▸ Extract
New York Resilience
Marty Edelman, Paul Hastings

Marty Edelman

Creating Positive Change

Editors’ Brief

Martin Edelman is of counsel in the firm’s New York office. He has more than 30 years of experience and concentrates his practice on real estate and corporate mergers and acquisitions transactions. He has been an adviser to The Related Companies, Fisher Brothers, and Mubadala, the strategic investment entity of the Abu Dhabi Government, and is on the Board of Directors of Blackstone Mortgage, Equity Commonwealth, Global Foundries, and Aldar. He received his LLB from Columbia Law School and his AB from Princeton University. Edelman served in the Army from 1966 to 1969.

Firm Brief

Founded in 1951, Paul Hastings LLP (paulhastings.com) has grown strategically to anticipate and respond to their clients’ needs in markets across the globe. They have a strong presence throughout Asia, Europe, Latin America, and the U.S. Their innovative approach and client service has helped guide their journey to becoming one of the world’s leading global law firms.

The world is fighting a public health crisis that is impacting all countries and their citizens. The pandemic is being fought on the front lines by healthcare workers, first responders, those providing supplies and meals, transportation workers and all other essential workers. What do you say to these true leaders and heroes that are risking their lives to protect others?

Exclaiming, “Thank you for your service” is no longer enough. We need to provide a program of support for a defined category of healthcare workers and first responders. It should include tax relief during extraordinary work periods, structured, safe and reliable childcare options, and educational opportunities for those wishing to improve and increase their skills. We ask them to “save us.” How can we not as a society assure they can “save” themselves?

There is a great deal of discussion about businesses reopening in a “new normal.” What is your outlook for what this new normal may look like?

▸ Work instructions
a – According to the Edelman interview, in what year was Paul Hastings LLP founded?
b – Please retype the part of the Edelman interview that opens with the words containing "Founded in 1951, Paul" and closes with "to protect others?".
c – Continue the Edelman interview from the point where it stops.

▸ Data for analysis
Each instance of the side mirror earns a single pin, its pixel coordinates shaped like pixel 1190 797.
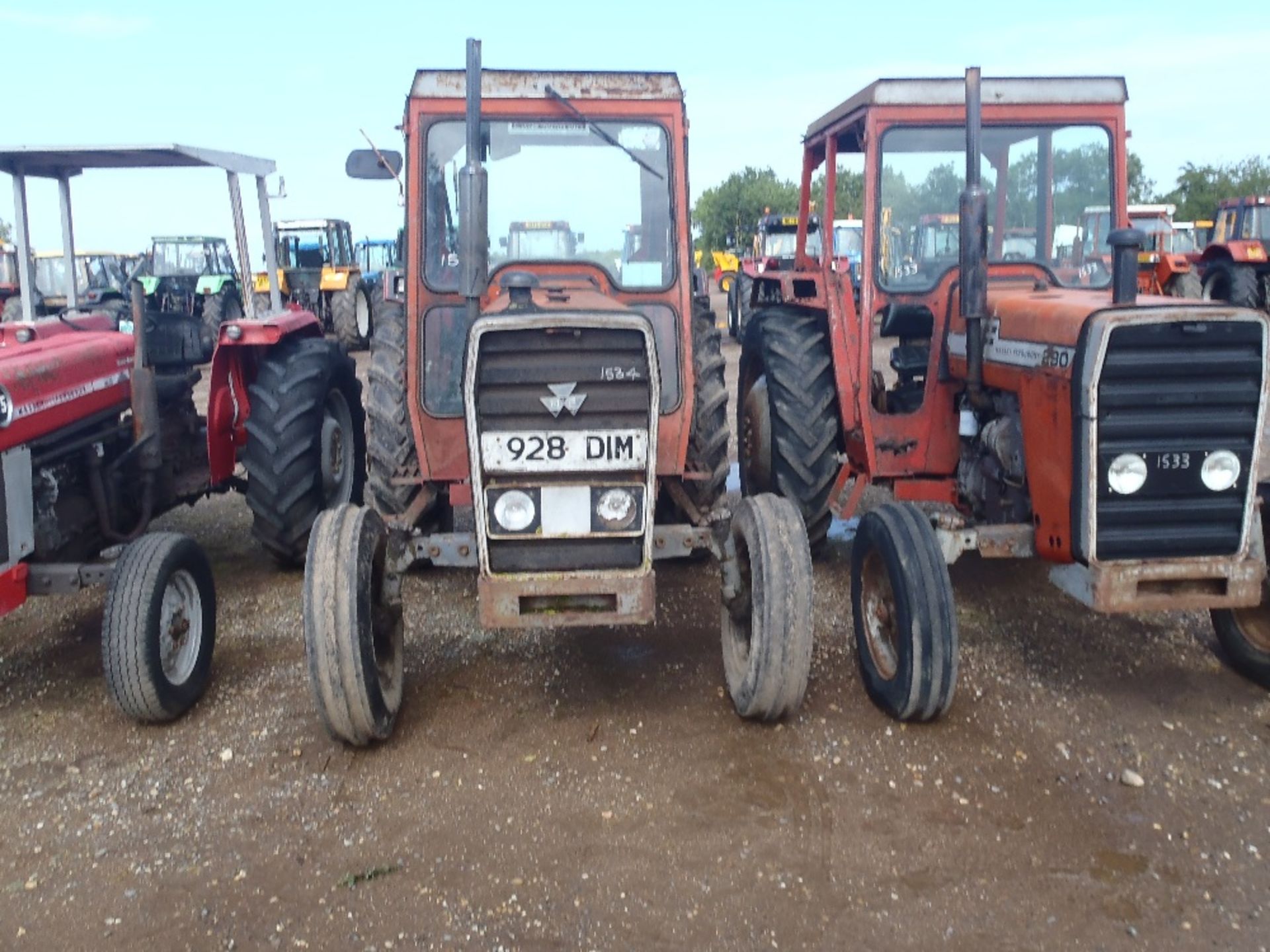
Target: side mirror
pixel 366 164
...
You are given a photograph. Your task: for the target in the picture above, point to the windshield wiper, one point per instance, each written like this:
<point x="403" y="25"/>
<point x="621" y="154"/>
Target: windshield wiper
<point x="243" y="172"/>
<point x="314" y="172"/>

▸ Responses for each task
a – 1951

b –
Founded in 1951, Paul Hastings LLP (paulhastings.com) has grown strategically to anticipate and respond to their clients’ needs in markets across the globe. They have a strong presence throughout Asia, Europe, Latin America, and the U.S. Their innovative approach and client service has helped guide their journey to becoming one of the world’s leading global law firms.

The world is fighting a public health crisis that is impacting all countries and their citizens. The pandemic is being fought on the front lines by healthcare workers, first responders, those providing supplies and meals, transportation workers and all other essential workers. What do you say to these true leaders and heroes that are risking their lives to protect others?

c –
Defining a “new normal” is an aspiration, not an insight. I would hope the new normal would be a return to many of the patterns of work/life we followed before, but with an awareness that change can be productive. Perhaps a real blend of being present in the office and working from home will enhance both personal happiness and productivity. The new normal will have to embrace a massive retraining effort to provide jobs for the newly unemployed. Perhaps most importantly, business leaders will have to be creative and innovative in dealing with sensitive issues of employees including transportation to work and healthcare requirements.

What are the keys to New York City’s recovery and how critical is it for there to be a strong public/private partnership to ensure a safe and effective reopening of New York City?

New York City will need strong, balanced political leadership to “come back.” The powerful political forces in the city such as the unions, local political clubs, and political action groups need to ally with New York’s business leaders and find common goals and values. The city faces protests which focus on racism, law enforcement and income equality. We cannot afford to pretend those issues will solve themselves; they won’t. Strong, dynamic, honest leadership bringing together the loud angry voices into a chorus of New York compromises and balance can save our precious city.

You are a leader in working with the real estate industry. What are the keys to driving a real estate recovery in New York City?

Imagination. Real estate owners and developers will be facing value reductions in various sectors. Some, like retail, I fear will not recover. Office and certainly residential can if people believe in New York. If New York moves in a punitive way to attack business, the city will lose its vibrancy, it’s economic base and its hope. Inclusive policies and serious comprehension of what we all have to lose should inform our political behavior. The real estate community will find its way in that environment. In a hostile environment, people from every level of life will think about their future somewhere else.

What do you see as the role that business can play as a force for good in society by bringing its talent, expertise and resources to help address global crises?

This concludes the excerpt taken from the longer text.